In the listing below, rename "site survey" to "field audit" everywhere and give the lines again with nothing else changed, leaving out the pictures.

Dataset entries
-------

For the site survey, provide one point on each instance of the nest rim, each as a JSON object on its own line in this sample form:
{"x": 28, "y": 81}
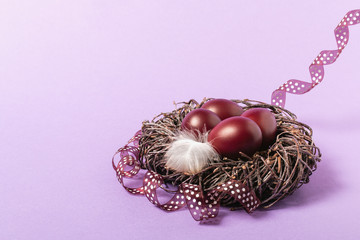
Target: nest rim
{"x": 272, "y": 174}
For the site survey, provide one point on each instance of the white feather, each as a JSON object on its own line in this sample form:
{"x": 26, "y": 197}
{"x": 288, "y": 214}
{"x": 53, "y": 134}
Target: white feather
{"x": 190, "y": 153}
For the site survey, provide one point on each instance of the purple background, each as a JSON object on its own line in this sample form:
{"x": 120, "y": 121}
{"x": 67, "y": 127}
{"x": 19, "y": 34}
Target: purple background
{"x": 77, "y": 78}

-------

### WORKED SOLUTION
For the field audit, provide one point on each instance of the nest rim, each as a JSON object on its own line in this sample form:
{"x": 28, "y": 81}
Target: nest rim
{"x": 272, "y": 174}
For the field audit, provide one point on each instance of the white feather, each as a JSON object on its own line in this sample form:
{"x": 26, "y": 197}
{"x": 288, "y": 214}
{"x": 53, "y": 134}
Target: white feather
{"x": 190, "y": 153}
For the field audit, provide one point on each instance of the purple background, each as a JSON object on its own line in this sample form:
{"x": 120, "y": 121}
{"x": 67, "y": 127}
{"x": 19, "y": 34}
Target: purple background
{"x": 77, "y": 78}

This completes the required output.